• _DATA TO PROCESS_
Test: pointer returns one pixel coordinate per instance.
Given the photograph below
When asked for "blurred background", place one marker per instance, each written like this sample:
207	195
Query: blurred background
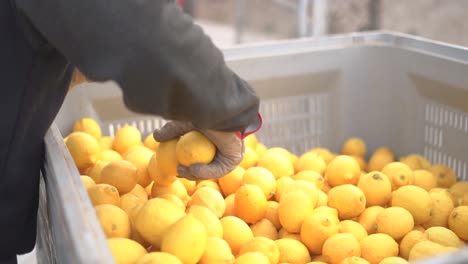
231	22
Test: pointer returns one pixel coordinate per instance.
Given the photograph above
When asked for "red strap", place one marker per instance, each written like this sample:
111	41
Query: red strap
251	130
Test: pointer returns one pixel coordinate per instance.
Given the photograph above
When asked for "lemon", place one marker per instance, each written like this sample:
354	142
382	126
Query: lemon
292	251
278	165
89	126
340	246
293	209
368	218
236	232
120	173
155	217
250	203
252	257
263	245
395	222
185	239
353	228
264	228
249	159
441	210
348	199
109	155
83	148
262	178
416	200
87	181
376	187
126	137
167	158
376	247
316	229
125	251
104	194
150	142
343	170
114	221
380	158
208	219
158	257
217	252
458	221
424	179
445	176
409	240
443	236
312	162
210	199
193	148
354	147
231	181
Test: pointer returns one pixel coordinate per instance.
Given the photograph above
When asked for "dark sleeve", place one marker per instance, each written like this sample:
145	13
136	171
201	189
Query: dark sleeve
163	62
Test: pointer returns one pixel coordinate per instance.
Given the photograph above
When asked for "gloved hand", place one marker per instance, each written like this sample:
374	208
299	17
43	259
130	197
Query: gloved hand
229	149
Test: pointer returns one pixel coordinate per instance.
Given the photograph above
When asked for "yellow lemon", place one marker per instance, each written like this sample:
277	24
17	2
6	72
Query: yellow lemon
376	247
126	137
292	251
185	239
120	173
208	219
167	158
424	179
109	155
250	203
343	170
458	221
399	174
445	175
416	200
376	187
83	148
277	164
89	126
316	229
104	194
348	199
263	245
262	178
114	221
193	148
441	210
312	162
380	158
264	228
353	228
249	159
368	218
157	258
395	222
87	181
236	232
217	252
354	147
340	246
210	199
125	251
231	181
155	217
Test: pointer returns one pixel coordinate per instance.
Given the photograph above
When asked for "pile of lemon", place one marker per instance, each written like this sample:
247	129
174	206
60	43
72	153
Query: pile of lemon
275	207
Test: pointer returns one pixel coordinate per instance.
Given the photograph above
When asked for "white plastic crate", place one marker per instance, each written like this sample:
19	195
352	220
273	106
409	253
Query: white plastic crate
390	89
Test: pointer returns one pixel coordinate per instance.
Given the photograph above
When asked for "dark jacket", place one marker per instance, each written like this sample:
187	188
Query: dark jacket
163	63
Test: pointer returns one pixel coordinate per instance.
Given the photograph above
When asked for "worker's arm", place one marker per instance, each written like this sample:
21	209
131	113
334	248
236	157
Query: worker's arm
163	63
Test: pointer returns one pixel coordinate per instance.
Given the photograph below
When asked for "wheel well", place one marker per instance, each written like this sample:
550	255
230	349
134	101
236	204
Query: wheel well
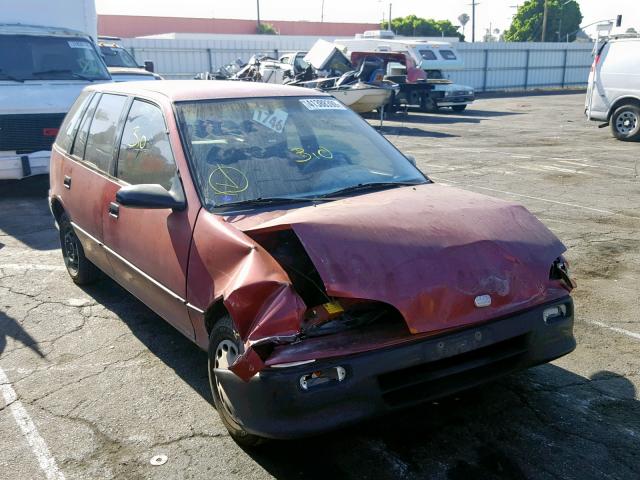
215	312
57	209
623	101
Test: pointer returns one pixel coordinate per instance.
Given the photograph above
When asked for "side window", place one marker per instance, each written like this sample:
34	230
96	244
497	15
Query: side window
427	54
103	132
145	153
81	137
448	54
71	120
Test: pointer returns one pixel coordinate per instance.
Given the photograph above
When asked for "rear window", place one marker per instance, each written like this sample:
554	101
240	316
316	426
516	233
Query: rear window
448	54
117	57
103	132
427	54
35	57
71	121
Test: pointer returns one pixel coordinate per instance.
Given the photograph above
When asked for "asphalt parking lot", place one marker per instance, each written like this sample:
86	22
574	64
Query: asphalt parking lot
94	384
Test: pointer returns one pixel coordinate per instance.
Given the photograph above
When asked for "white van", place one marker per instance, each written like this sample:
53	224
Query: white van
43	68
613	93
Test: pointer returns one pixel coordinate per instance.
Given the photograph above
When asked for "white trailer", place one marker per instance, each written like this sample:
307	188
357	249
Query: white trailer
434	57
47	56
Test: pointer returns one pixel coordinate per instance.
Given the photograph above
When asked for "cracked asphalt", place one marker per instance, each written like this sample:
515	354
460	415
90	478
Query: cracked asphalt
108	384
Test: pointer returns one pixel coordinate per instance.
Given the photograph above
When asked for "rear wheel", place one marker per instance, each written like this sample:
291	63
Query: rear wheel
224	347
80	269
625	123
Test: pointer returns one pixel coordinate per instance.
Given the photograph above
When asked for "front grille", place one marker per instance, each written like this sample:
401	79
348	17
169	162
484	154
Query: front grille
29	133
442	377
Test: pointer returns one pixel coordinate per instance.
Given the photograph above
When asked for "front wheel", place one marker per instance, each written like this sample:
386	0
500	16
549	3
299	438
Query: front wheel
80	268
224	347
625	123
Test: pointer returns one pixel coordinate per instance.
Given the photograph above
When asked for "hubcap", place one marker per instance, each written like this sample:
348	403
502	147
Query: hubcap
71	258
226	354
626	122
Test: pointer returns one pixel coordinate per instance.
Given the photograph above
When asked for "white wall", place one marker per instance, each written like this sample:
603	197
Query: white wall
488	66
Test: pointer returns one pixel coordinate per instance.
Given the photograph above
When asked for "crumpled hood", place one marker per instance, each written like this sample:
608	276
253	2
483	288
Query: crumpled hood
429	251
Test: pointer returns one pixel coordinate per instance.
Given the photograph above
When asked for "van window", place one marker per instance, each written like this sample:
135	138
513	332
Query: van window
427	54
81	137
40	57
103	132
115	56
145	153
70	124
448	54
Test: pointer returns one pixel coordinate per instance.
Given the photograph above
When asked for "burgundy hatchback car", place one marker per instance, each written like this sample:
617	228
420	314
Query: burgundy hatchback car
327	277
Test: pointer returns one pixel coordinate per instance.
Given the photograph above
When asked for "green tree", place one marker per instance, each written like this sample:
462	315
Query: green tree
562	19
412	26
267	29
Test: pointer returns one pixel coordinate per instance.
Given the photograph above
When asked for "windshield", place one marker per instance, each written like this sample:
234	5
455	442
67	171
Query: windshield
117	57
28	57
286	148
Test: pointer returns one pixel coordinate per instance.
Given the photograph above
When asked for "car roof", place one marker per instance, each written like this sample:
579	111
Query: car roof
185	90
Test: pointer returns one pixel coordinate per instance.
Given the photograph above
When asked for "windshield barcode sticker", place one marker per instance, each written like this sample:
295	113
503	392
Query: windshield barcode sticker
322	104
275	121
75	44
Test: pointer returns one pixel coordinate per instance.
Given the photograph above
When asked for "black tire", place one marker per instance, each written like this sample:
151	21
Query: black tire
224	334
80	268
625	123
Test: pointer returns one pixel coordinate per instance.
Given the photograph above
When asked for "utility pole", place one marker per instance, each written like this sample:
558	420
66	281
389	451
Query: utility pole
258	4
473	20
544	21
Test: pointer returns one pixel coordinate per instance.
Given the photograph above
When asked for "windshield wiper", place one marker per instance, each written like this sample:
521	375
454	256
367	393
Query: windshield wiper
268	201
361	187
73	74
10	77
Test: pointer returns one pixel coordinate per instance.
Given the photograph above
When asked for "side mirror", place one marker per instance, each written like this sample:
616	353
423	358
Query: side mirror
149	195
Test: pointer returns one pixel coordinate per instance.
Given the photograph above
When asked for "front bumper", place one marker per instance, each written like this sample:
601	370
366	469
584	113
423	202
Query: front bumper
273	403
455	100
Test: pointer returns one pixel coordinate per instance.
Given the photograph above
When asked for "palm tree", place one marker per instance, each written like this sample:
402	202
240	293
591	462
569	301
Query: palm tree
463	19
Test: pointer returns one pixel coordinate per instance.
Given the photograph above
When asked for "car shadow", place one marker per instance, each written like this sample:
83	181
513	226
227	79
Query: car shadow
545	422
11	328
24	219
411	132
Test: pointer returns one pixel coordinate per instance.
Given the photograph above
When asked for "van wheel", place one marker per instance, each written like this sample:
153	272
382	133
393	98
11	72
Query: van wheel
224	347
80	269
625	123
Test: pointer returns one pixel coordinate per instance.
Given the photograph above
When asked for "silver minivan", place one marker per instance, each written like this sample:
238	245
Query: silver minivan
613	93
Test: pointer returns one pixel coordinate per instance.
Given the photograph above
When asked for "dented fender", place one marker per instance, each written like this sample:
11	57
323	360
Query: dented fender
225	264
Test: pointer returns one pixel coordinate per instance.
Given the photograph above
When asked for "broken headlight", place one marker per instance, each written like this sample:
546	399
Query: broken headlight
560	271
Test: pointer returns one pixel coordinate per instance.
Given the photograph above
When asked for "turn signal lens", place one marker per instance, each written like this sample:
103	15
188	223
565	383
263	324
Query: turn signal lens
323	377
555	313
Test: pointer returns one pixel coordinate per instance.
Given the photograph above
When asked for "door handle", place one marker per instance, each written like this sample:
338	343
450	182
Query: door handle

• _EXERCISE BRIEF_
How many lines of the data above contain the word "grille"? Reply with the number alone.

• _COMPLETED EXERCISE_
2